Referring expression data
________

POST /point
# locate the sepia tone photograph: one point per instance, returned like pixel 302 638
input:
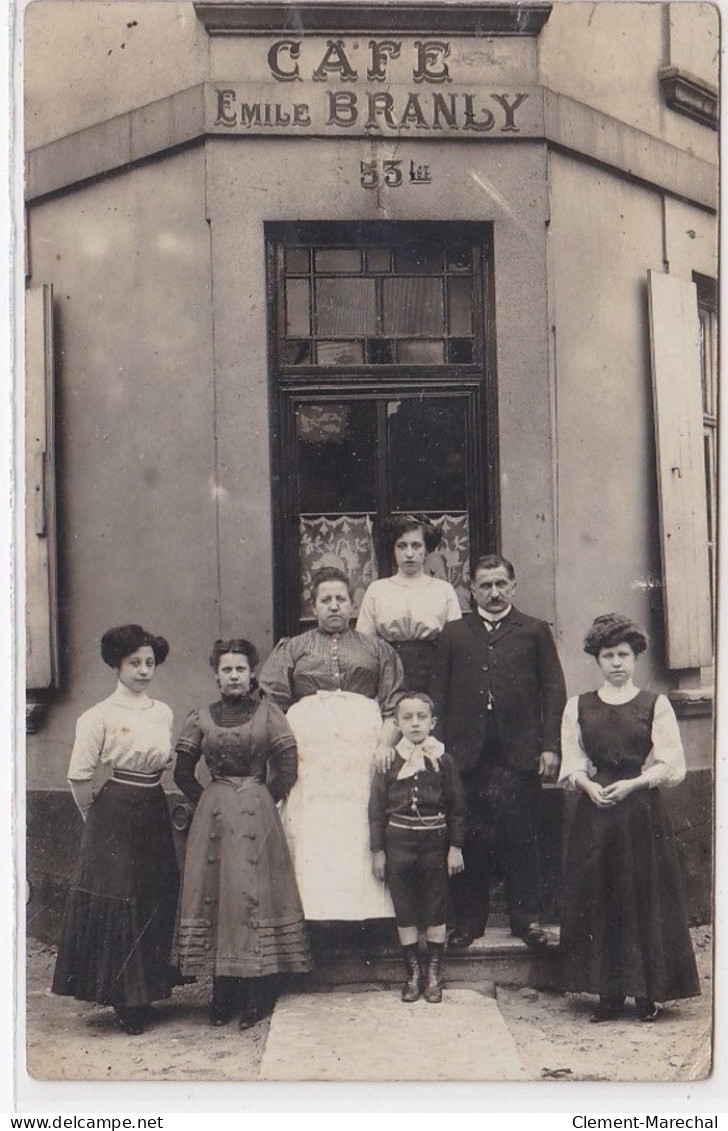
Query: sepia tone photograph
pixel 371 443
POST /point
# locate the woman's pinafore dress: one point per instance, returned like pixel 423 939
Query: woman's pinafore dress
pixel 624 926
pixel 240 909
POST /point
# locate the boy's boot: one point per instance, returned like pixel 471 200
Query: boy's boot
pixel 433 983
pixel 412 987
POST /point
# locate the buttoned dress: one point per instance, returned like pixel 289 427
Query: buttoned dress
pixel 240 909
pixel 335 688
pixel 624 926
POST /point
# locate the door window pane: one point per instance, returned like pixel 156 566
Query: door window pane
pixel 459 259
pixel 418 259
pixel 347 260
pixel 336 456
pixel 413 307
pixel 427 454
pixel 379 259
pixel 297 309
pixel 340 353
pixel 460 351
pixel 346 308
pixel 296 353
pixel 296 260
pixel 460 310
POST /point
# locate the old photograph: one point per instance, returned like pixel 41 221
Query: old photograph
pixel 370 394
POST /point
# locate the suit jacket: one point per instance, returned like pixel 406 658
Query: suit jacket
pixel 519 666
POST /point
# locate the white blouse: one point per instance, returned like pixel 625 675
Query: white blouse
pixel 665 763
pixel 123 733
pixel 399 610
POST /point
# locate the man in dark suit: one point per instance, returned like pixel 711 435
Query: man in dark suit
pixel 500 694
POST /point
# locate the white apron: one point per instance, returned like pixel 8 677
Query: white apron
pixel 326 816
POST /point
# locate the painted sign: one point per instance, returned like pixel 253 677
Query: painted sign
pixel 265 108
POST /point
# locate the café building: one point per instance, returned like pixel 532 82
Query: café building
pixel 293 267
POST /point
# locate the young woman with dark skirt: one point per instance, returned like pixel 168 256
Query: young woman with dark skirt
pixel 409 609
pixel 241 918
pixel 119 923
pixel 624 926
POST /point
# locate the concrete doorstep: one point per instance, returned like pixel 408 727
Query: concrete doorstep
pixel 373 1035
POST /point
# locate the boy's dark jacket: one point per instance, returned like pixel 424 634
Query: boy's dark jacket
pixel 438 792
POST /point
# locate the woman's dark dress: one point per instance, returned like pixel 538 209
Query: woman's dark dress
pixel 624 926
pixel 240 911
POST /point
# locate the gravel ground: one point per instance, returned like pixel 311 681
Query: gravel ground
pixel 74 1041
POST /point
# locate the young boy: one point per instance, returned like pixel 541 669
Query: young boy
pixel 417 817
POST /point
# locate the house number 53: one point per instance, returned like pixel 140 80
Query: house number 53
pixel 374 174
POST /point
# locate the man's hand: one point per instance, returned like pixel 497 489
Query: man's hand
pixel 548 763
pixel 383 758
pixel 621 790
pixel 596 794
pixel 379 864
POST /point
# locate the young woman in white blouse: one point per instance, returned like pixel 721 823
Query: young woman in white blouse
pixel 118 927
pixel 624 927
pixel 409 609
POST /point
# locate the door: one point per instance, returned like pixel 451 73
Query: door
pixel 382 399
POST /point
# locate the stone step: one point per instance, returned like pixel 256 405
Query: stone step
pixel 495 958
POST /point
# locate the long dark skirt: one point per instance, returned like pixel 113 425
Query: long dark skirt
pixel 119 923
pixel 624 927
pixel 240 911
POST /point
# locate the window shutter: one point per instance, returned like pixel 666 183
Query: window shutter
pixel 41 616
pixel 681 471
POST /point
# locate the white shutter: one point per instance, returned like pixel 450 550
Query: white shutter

________

Problem to work on
Print all of the records shown above exactly, leaving out each picture.

Answer box
POST /point
# locate the sepia tone photograph: one point per instance, returned like pixel 302 638
input:
Query: sepia tone photograph
pixel 371 443
POST /point
# locate the woman's pinafore dress: one point per instance, returned like pixel 423 939
Query: woman's pinafore dress
pixel 624 926
pixel 240 909
POST /point
# locate the boy's boot: one point per instance, returned like pixel 471 200
Query: boy's boot
pixel 433 983
pixel 412 987
POST /point
# locate the buttoned dress: one point per instance, returned like pixel 289 427
Query: buttoned dress
pixel 240 909
pixel 335 688
pixel 624 926
POST /point
# locate the door window pane: one point per instance, returned like pixel 156 566
Query: door window pane
pixel 459 259
pixel 418 259
pixel 347 260
pixel 336 456
pixel 413 307
pixel 427 454
pixel 379 259
pixel 297 309
pixel 340 353
pixel 460 351
pixel 346 308
pixel 296 353
pixel 296 260
pixel 460 310
POST /point
# locate the old photograph: one point per instance, returned like pixel 41 221
Query: old photograph
pixel 370 394
POST /point
# locate the suit jacket: one point per instance, returned like pixel 406 658
Query: suit jacket
pixel 519 666
POST /point
# locate the white blouse: one point per instance, returned like pixel 625 675
Query: white blouse
pixel 665 763
pixel 123 733
pixel 399 610
POST /point
# locate the man in dark suit: one point per instance, returned like pixel 711 435
Query: man in dark suit
pixel 500 694
POST /point
# locate the white apron: one point per instance, returned like pixel 8 677
Query: white apron
pixel 326 816
POST /point
# locate the painted sign: one point per instance, returned like pixel 253 677
Query: painted sign
pixel 265 108
POST /point
# locate the café building: one point per instance, returned like pixel 532 82
Query: café building
pixel 293 267
POST /point
# locate the young woman with dark skirt: one point per instance, returned like pixel 168 256
Query: young woman with dark skirt
pixel 409 609
pixel 241 918
pixel 119 923
pixel 624 926
POST /point
# locate the concrete doorstep: one point per instance, returned like pixel 408 727
Query: concrete doorstep
pixel 373 1035
POST /point
# locate the boy's dark jacket: one point per instance, returned like pixel 424 634
Query: boy's dark jacket
pixel 438 792
POST /point
# locate the woman's dark dress: one point per instance, returned like pixel 538 209
Query: woman's dark dress
pixel 624 926
pixel 240 911
POST /point
# locate the gravel ground: one point per instance, returned like pixel 311 681
Query: gravel ground
pixel 74 1041
POST /point
# locate the young boy: one point per instance, returned like pixel 541 669
Query: young boy
pixel 417 817
POST /point
# locate the house number 53: one point per instance, returned like pixel 140 80
Query: house number 53
pixel 374 174
POST /point
# locate the man's hand: one point per instance, returned like pixel 497 489
Query: man's hand
pixel 548 763
pixel 383 758
pixel 621 790
pixel 596 794
pixel 379 864
POST /point
# locate the young woman in white blouse: one point per instance, returned like pixel 721 823
Query: young woman in white blouse
pixel 118 927
pixel 624 927
pixel 409 609
POST /point
# locate the door: one point per instance, returned like pixel 451 73
Query: door
pixel 382 399
POST /point
# locate the stone step: one point per instance, returned like pixel 256 405
Query: stone step
pixel 495 958
POST /point
# locate the long dark skirt: one point per instance, returned like pixel 113 425
Query: long dark skirt
pixel 119 923
pixel 624 927
pixel 240 911
POST /point
# locate the window shutter: one point per instance, returned like pixel 666 183
Query: window shutter
pixel 41 616
pixel 681 471
POST /point
# locate the white shutter: one point per instance, returned like pixel 450 550
Query: white shutter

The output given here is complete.